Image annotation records
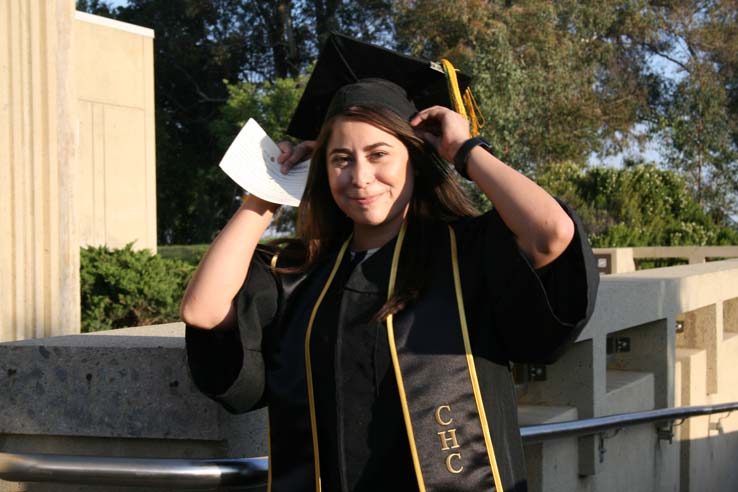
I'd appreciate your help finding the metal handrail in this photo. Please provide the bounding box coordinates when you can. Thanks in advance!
[0,402,738,490]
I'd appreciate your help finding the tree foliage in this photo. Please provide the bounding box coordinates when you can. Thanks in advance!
[536,163,738,248]
[80,244,195,333]
[78,0,738,244]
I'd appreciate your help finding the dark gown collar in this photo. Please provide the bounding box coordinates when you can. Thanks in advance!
[344,236,397,294]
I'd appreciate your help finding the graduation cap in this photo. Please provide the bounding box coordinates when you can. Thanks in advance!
[287,33,478,140]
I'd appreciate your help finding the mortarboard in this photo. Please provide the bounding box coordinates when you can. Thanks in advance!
[287,33,473,140]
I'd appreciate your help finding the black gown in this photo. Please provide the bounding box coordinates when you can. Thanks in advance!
[187,202,598,492]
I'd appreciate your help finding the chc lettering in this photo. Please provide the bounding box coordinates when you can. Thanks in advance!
[435,405,464,474]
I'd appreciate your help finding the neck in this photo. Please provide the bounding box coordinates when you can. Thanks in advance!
[351,216,405,251]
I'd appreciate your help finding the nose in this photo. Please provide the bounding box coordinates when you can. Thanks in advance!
[351,157,374,188]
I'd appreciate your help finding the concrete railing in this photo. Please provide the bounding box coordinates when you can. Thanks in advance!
[594,246,738,274]
[0,260,738,492]
[0,402,738,490]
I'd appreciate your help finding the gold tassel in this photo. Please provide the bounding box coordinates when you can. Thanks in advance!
[441,58,485,137]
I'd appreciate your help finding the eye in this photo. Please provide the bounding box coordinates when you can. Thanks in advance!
[331,154,351,168]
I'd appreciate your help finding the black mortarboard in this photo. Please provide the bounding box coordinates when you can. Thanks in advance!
[287,33,471,140]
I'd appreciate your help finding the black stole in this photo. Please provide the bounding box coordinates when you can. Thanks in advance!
[270,225,503,492]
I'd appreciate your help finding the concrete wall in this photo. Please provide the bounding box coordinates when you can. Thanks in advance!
[0,260,738,492]
[594,246,738,274]
[74,12,156,252]
[0,4,156,341]
[0,0,80,341]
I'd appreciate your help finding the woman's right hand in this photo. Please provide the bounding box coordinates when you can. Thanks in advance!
[277,140,315,174]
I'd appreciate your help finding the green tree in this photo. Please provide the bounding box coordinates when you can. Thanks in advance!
[536,163,738,247]
[80,244,195,332]
[211,76,307,231]
[397,0,650,171]
[78,0,391,244]
[644,0,738,223]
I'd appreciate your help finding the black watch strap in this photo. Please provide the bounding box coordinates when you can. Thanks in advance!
[454,137,492,179]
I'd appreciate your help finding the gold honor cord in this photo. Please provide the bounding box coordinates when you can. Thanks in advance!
[380,222,425,492]
[267,414,276,492]
[305,236,351,492]
[448,226,503,491]
[441,58,485,137]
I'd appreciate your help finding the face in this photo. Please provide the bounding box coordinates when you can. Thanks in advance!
[326,118,413,233]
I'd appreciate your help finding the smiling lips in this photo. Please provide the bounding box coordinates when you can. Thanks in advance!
[351,193,382,205]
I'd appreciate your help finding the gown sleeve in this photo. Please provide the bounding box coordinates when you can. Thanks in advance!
[466,202,599,364]
[185,251,280,413]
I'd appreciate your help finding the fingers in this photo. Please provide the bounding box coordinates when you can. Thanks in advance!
[410,106,471,162]
[277,140,315,174]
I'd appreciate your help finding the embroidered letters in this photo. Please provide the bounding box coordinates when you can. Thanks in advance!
[434,405,464,474]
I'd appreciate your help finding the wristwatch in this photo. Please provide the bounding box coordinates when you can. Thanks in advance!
[454,137,494,179]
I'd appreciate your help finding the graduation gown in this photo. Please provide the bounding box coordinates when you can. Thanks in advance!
[187,202,598,492]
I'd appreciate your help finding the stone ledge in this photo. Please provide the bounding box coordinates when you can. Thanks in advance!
[0,323,264,454]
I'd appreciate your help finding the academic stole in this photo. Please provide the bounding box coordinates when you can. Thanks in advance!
[305,224,504,492]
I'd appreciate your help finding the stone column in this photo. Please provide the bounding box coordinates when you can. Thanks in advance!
[0,0,80,341]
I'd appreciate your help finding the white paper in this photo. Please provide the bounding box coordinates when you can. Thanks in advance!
[220,118,310,207]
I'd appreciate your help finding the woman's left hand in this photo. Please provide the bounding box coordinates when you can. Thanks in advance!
[410,106,471,162]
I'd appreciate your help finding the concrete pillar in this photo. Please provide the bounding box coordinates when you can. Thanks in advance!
[676,302,723,394]
[723,297,738,333]
[0,0,80,341]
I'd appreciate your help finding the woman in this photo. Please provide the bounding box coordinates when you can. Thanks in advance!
[182,36,596,491]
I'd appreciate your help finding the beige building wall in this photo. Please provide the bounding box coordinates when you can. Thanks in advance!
[0,0,80,341]
[74,12,156,252]
[0,4,156,341]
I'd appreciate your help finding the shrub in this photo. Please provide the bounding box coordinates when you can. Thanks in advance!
[80,243,194,333]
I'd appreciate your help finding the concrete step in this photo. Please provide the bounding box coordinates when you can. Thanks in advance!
[602,370,655,415]
[518,405,578,425]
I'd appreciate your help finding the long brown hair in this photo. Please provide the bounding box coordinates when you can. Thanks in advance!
[274,106,478,319]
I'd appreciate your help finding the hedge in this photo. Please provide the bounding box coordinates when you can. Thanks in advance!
[80,243,195,333]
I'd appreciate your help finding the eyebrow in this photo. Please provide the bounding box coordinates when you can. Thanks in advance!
[328,142,392,155]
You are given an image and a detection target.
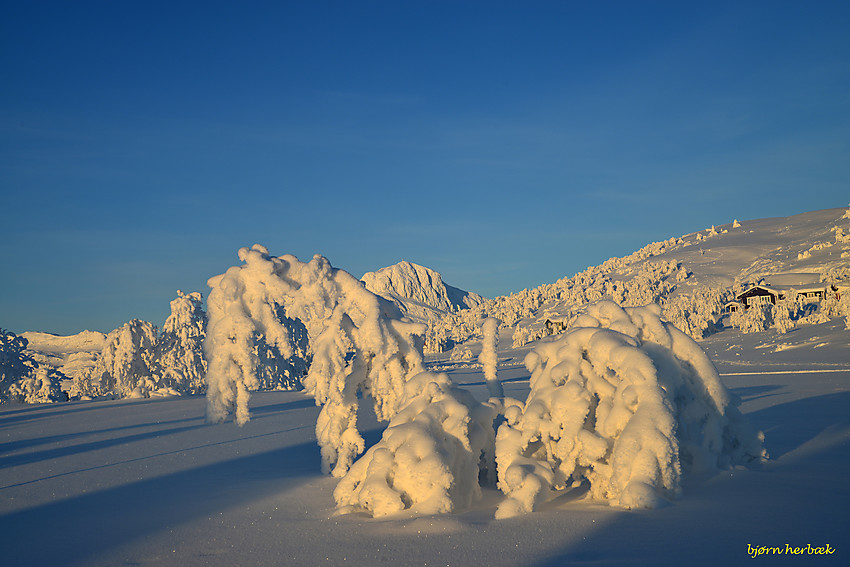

§ **REQUIRED WORK**
Substitute "corner coordinates" for every "bounding box coordinates" throughout the records, changing nothing else. Reproduce the records with the pictures left out.

§ **EXERCISE RESPONSE**
I'd appreciate your help finding the metal handrail in this photo. Please provide the corner coordinates when you can. Thanks in advance!
[0,402,738,490]
I'd appreciate your help finding the tree foliage in this photo. Please provide the corner coordinates when you can. Thanks in advance!
[536,163,738,248]
[80,244,195,333]
[78,0,738,244]
I'd appreciate your help finding the dark gown collar in this photo. Please provide the corner coordinates when you can. Thanks in advance!
[344,236,397,294]
I'd appreciate your help finding the graduation cap in this photo. Please provide the corner coordinates when you can. Thanks in advance!
[287,33,478,140]
I'd appreciate your help finding the mortarboard in this photo. Please provide the corner coordinates when you can. Thanks in advance!
[287,33,473,140]
I'd appreciate your help finding the black gown in this photo. Please provide the corner coordinates when you can. Thanks in advance!
[187,202,598,492]
I'd appreciate your help finding the chc lettering in this photo. Please provide the corner coordinates when you can. Thanks in advance!
[435,405,464,474]
I'd appreciate your help finding the neck in this photo. Please provide the corner coordinates when you can. Thanks in advance!
[351,216,405,251]
I'd appreciate your help finding the nose in this photo. Please provide the corner coordinates when you can. Thanks in advance!
[351,157,374,188]
I'd appreciate your help finding the concrete railing in this photo. Please provide the corner coordinates when you can. Thanks in advance!
[594,246,738,274]
[0,260,738,492]
[0,402,738,490]
I'd appreciate your help finding the gold tassel in this photo. Please provide the corner coordinates when you can. Thanks in advance!
[441,58,485,137]
I'd appreciate your help finding the eye in this photo. Please provide the corner coordinates when you can. Thanks in advance!
[331,154,351,168]
I'd appreciate your help finding the black mortarboard in this photo. Please provide the corner coordinates when you can. Thanks in advance!
[287,33,471,140]
I'd appreciate your help finding the black stole in this photo. Please provide the corner coordinates when you can. Thanks in advance!
[270,225,503,492]
I'd appreciate your help finding the concrete wall in this photo. Please provide the corner coordinates when you can. Thanks in advance!
[0,260,738,492]
[594,246,738,274]
[74,12,156,252]
[0,4,156,341]
[0,0,80,341]
I'd appreciate your help finding the woman's right hand in this photo. Please provide the corner coordinates when you can. Thanks in advance!
[277,140,315,174]
I'd appreciate your help finding the green tree in this photo. Please provide the corner coordinates when you can. Thanks in advance!
[536,163,738,247]
[80,244,195,332]
[211,76,307,231]
[397,0,650,171]
[78,0,391,244]
[644,0,738,223]
I'd appreciate your help finding the black watch strap in this photo. Please provide the corner coordinates when you can. Thanks in advance!
[454,137,492,179]
I'd appreciate your help finding the gold honor cord in this photo. Please provide the corner coordinates when you can. Thanks in advance!
[380,222,425,492]
[267,414,276,492]
[305,236,351,492]
[448,226,503,491]
[441,58,485,137]
I'd appreciate your help finding the face in this photo. Please provide the corner coordinates when you can. Thanks in advance!
[326,118,413,233]
I'd appreciate your help finding the smiling lips in this photo. Please provide the corner coordinates when you can. Thanks in advance!
[351,193,382,205]
I'd appreciate your help finding the gown sleeve in this photo. Please provide the corner coordinates when you can. Thanks in advance!
[466,202,599,364]
[185,251,280,413]
I'd appreciate your help finding the fingers in this photo. Please provide the corner coordinates when you can. Thanks in advance!
[410,106,471,162]
[277,140,315,174]
I'd appreciate your help finding the embroidered letters in this photo. Please provide the corner coordinates when you can. Thanks in advance!
[434,405,464,474]
I'd appreciate your help finding the wristwatch in this photo. Please provide the corner coordinates when you can. Thanks in advance!
[454,137,494,179]
I'd appreciate your help finding the graduation gown in this photo. Please provide the corner coordinates when you can. Thanks in advance!
[187,202,598,492]
I'd appreciate your help finding the stone ledge in this photo. Please provide the corner coordinates when you can. Thanks in advance!
[0,323,264,454]
I'd appreciate your help finding the academic stole in this photo. Please provide the corner coordinates when you can. Thanks in advance!
[305,224,504,492]
I'd appreciate your help finding the stone column in this photo. Please provide the corner coordinates when you can. Thanks in advance!
[0,0,80,341]
I'd appreciate your help finding the white paper in this photo. Please provide the corner coordinates when you can. Thanks in advance!
[220,118,310,207]
I'd appreciate your help finding the woman's left hand in this photo. Please provide the corner coordinates when you can. Thanks in advance!
[410,106,471,162]
I'd appreciate your help finding the concrete pillar in this photo. Please provide the corner coordinates when you can. Thanks in advance!
[676,302,723,394]
[723,297,738,333]
[0,0,80,341]
I'd appreciate your help finding the woman in this photo. Please provide the corner coordinates when you can. Thanks in advance!
[182,36,596,491]
I'd appreciate your help finding the beige building wall in this photo. Please provide the corner coordinates when you can. Thanks in advance!
[0,0,80,341]
[74,12,156,252]
[0,4,156,341]
I'd appreciate your help finding the shrub in this photo. Please provide the corner coordinates when you can. Thanks in advance!
[80,243,194,333]
I'd appreciate your help finding the concrete step in this photo. Please provide the corner coordinates when you can. Thanks in advance!
[602,370,655,415]
[518,405,578,425]
I'd appreciate your help finding the long brown hair in this photo. Please provide the corner coordinates when you can. Thanks in advance!
[274,106,478,319]
I'd appreciate your help finding the hedge in this photo. Please provide the corner coordinates when you can. Thanks in advance!
[80,243,195,333]
I'd appreciate your help finding the eyebrow in this photo. Please provide the corner coordinates when you can. Thanks in advance!
[328,142,392,155]
You are given an image and a detection target.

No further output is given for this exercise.